* **Instructions for the task**: Where a line in the listing below contains the word "clicks", copy that line.

** Opening Provided data block **

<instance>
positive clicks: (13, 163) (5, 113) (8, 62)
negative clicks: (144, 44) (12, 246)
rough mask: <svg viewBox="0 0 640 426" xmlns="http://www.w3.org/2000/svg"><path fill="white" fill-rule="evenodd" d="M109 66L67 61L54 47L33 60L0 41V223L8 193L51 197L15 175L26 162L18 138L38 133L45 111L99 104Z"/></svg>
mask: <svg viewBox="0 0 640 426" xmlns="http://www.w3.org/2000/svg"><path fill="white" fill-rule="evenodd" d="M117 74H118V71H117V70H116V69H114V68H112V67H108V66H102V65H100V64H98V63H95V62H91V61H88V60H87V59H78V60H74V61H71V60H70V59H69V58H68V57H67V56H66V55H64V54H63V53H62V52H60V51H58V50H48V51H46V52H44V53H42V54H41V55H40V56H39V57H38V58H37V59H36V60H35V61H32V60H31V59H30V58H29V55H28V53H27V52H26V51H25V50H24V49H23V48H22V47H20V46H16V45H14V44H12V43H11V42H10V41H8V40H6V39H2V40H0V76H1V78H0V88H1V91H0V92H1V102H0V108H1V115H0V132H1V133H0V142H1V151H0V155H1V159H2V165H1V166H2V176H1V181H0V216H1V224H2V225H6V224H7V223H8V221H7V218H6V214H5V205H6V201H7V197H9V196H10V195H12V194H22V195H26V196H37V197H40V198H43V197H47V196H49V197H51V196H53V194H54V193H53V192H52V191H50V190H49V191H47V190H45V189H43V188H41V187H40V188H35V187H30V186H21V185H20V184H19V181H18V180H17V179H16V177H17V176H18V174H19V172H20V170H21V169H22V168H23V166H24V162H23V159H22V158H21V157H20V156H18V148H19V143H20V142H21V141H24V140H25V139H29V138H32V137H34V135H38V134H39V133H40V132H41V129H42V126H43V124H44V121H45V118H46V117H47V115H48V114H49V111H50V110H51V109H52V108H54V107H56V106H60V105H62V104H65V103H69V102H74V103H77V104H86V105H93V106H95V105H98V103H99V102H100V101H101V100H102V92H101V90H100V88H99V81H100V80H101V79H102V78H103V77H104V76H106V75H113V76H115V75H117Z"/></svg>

** Closing Provided data block **

* **Exercise solution**:
positive clicks: (13, 163) (5, 113) (8, 62)
negative clicks: (144, 44) (12, 246)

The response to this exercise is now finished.